# WHAT TO PRODUCE
Rename every "Target" in the data below to "Object" and leave everything else unchanged.

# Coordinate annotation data
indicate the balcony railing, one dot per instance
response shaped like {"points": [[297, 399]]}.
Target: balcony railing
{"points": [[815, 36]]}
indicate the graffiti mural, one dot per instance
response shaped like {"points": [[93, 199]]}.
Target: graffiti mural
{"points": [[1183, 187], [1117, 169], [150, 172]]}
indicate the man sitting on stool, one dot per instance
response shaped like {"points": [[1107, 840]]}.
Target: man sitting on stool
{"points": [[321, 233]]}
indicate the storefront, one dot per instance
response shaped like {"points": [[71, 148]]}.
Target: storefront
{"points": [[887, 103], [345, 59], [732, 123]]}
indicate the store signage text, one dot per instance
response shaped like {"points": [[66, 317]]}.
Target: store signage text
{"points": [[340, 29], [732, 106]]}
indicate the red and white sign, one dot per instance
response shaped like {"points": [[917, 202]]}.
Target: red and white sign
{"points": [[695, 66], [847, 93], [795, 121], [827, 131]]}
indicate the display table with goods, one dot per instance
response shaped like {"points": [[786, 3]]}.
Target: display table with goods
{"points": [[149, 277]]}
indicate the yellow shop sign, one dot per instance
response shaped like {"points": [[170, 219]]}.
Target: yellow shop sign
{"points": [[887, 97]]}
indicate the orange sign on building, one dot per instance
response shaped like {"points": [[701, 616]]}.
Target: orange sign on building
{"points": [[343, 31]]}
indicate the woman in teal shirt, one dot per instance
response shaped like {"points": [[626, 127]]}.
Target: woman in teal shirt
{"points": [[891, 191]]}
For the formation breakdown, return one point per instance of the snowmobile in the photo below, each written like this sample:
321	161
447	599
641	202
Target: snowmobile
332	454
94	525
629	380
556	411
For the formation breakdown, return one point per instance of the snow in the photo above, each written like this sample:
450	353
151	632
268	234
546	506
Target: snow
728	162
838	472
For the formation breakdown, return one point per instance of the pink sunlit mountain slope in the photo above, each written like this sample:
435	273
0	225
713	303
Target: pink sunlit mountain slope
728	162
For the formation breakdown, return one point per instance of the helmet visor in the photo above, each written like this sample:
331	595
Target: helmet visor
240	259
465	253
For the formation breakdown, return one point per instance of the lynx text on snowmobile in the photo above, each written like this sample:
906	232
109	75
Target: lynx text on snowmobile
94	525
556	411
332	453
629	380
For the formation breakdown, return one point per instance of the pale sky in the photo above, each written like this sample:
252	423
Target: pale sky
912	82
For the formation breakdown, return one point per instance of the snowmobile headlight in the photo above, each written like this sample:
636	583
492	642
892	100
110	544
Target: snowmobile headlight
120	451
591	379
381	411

# OUTPUT OF THE TASK
indicate the balcony railing, one dot per instance
response shaped like {"points": [[297, 399]]}.
Object: balcony railing
{"points": [[815, 36]]}
indicate the graffiti mural, one dot per instance
response shaped like {"points": [[93, 199]]}.
Object: graffiti mural
{"points": [[1183, 187], [1117, 169], [150, 172]]}
indicate the man sitting on stool, one dot per instance
response shaped like {"points": [[1107, 840]]}.
Object: man sitting on stool
{"points": [[321, 233]]}
indicate the storefront, one dot per instance
response shaped like {"points": [[71, 148]]}.
Object: storefront
{"points": [[887, 103], [345, 59], [732, 123]]}
indicate the store signage text, one dot per instance
response shaped like {"points": [[66, 317]]}.
Object: store signage text
{"points": [[340, 29], [732, 106]]}
indicate the red and white sign, one dot per instance
response shaped like {"points": [[917, 202]]}.
Object: red and white sign
{"points": [[695, 66], [847, 93], [795, 121], [827, 131]]}
indicate the display table with goods, one dot per instance
response shaped like {"points": [[786, 3]]}.
Object: display table with goods
{"points": [[149, 277]]}
indicate the yellow shop sign, one dot per instance
response shaped like {"points": [[170, 219]]}.
Object: yellow shop sign
{"points": [[887, 97]]}
indicate the orange sign on building, one dot per instance
response shaped like {"points": [[701, 616]]}.
Object: orange sign on building
{"points": [[343, 31]]}
indicate the woman in teal shirt, one dot per instance
response shaped like {"points": [[626, 127]]}.
Object: woman in teal shirt
{"points": [[891, 191]]}
For the formation breakdown, return one point per instance of the snowmobile in the photo below, each written like this sample:
321	161
447	599
641	202
Object: snowmobile
332	454
94	525
629	380
556	411
For the formation breakdown, return one point per instance of the snow in the photo above, each written like this sample:
450	353
151	632
268	234
546	506
Object: snow
728	162
838	472
For the formation breakdown, return one point per instance of the pink sunlit mountain slope in the photo above, each written like this sample:
435	273
0	225
713	303
Object: pink sunlit mountain slope
728	162
For the formation breakdown, return one point per instance of the helmet visor in the photo above, each written like this sample:
331	595
Object: helmet visor
240	259
465	253
For the formation breakdown, return one point per instance of the lynx text on snowmobile in the photo above, each written like this sample:
906	232
109	75
Object: lynx text on snowmobile
94	525
556	411
332	453
629	380
For the formation breakdown, return one point per instance of the pale sky in the photo above, each written like this sample:
252	423
Object: pale sky
912	82
For the formation breakdown, return one point per instance of the snowmobile headlight in the photo above, each written like this sample:
636	583
492	642
892	100
110	544
Object: snowmobile headlight
120	451
591	379
381	411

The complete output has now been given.